Da più parti, infatti, è stato denunciato per lungo tempo il fatto che Facebook non avesse un adeguato sistema di moderazione dei post o commenti sulla propria piattaforma. E quando The Verge pubblicò la sua inchiesta sui moderatori di Facebook negli Stati Uniti, venne fuori che si tratta di lavoratori sottopagati e iper-oberati di lavoro, che operano con regole d’ingaggio assai confuse. In molti casi restano traumatizzati dai contenuti sui quali devono vigilare e, non di rado, finiscono per diventare essi stessi creatori e diffusori di contenuti violenti.

### I TUOI COMPITI
A. Trascrivi dal brano sui moderatori di Facebook il tratto che va da "Da più parti, infatti, è" fino a "di contenuti violenti.".
B. Rispondi a queste domande sul brano sui moderatori di Facebook:
(i) Quale testata pubblicò l'inchiesta sui moderatori di Facebook negli Stati Uniti?
(ii) Che cosa è stato denunciato da più parti per lungo tempo?
(iii) Che cosa finiscono per diventare, non di rado, i moderatori?

### DATI DA ESAMINARE
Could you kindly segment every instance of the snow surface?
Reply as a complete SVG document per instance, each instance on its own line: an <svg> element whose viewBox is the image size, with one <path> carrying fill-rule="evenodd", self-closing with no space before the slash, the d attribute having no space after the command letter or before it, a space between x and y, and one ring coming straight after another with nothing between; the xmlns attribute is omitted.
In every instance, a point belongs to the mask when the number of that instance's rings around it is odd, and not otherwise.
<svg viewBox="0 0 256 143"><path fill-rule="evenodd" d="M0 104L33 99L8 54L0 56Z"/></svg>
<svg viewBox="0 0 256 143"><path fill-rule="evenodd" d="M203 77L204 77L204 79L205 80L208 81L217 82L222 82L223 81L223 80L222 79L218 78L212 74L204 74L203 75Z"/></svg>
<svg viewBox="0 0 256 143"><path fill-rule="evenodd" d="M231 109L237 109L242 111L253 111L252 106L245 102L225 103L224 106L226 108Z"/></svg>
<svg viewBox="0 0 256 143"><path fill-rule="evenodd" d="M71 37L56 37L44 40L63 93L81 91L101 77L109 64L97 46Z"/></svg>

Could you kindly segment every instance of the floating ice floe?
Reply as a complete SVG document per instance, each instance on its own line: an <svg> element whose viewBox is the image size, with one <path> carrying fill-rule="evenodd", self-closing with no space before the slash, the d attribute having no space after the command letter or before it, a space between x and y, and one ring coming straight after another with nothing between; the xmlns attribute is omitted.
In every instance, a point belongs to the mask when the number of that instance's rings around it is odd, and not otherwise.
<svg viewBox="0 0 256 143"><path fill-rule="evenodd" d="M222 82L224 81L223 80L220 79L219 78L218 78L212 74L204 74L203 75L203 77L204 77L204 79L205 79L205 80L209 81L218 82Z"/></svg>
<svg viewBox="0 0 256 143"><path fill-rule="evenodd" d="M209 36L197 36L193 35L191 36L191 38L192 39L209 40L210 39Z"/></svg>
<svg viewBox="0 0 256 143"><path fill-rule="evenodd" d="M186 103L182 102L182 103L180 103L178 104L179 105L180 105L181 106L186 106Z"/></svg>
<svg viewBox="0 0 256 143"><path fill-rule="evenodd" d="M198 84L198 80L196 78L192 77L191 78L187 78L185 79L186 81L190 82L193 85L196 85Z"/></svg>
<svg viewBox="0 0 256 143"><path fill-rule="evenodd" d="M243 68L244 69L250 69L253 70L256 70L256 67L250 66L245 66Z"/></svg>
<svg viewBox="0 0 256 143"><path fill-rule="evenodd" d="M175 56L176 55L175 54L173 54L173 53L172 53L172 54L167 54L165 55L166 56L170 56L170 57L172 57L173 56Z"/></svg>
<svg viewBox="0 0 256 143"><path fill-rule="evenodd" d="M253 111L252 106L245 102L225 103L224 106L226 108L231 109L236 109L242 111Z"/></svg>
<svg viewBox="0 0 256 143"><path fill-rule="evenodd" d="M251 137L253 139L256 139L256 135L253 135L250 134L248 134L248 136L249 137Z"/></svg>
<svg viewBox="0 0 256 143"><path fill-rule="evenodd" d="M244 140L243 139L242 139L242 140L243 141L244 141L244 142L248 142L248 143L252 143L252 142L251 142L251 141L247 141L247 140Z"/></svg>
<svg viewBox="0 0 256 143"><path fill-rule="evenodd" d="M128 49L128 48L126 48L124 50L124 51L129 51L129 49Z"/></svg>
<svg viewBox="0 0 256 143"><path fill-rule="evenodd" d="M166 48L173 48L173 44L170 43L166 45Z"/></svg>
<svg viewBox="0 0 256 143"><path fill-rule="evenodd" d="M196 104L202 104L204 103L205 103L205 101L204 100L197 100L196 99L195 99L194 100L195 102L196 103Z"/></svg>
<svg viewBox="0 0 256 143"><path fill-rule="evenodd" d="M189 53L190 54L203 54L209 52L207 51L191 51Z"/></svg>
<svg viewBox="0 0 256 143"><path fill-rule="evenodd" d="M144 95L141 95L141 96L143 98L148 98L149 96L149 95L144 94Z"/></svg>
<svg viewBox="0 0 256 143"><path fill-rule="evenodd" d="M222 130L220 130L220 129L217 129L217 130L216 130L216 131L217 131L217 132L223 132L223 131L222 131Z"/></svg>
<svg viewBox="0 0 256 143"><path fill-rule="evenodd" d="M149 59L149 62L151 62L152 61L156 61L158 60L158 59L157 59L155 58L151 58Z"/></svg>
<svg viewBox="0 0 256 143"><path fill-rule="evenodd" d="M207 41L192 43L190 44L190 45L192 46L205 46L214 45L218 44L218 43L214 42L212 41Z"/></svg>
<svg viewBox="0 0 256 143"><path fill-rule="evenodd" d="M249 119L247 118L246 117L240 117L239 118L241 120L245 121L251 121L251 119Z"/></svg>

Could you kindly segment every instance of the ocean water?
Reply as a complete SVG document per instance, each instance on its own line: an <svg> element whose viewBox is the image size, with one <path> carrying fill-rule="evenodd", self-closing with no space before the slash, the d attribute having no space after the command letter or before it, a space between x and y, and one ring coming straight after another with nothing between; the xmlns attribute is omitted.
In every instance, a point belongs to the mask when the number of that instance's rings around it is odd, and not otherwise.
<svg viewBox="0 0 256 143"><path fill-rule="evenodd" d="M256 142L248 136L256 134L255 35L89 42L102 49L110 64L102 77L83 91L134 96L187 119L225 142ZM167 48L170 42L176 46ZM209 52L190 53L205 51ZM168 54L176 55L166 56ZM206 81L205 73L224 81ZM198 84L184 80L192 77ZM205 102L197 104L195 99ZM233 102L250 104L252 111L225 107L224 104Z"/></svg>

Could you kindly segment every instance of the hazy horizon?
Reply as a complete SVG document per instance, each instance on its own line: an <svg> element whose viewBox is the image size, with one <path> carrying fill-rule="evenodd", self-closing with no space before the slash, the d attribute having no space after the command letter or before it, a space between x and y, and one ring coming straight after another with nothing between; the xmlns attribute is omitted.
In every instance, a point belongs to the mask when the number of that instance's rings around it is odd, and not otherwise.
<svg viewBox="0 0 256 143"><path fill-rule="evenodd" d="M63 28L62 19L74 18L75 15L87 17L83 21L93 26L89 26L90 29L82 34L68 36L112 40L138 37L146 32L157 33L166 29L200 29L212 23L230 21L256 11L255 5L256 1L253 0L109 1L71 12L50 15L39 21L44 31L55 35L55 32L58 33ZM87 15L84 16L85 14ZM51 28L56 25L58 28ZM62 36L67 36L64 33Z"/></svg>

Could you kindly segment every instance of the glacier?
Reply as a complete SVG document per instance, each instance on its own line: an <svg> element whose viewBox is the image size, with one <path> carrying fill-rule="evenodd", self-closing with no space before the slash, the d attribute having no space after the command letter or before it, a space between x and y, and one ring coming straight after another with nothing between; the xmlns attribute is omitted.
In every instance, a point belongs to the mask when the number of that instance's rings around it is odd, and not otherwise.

### SOLUZIONI DEGLI ESERCIZI
A.
Da più parti, infatti, è stato denunciato per lungo tempo il fatto che Facebook non avesse un adeguato sistema di moderazione dei post o commenti sulla propria piattaforma. E quando The Verge pubblicò la sua inchiesta sui moderatori di Facebook negli Stati Uniti, venne fuori che si tratta di lavoratori sottopagati e iper-oberati di lavoro, che operano con regole d’ingaggio assai confuse. In molti casi restano traumatizzati dai contenuti sui quali devono vigilare e, non di rado, finiscono per diventare essi stessi creatori e diffusori di contenuti violenti.

B.
(i) The Verge.
(ii) Che Facebook non avesse un adeguato sistema di moderazione dei post o commenti sulla propria piattaforma.
(iii) Creatori e diffusori di contenuti violenti.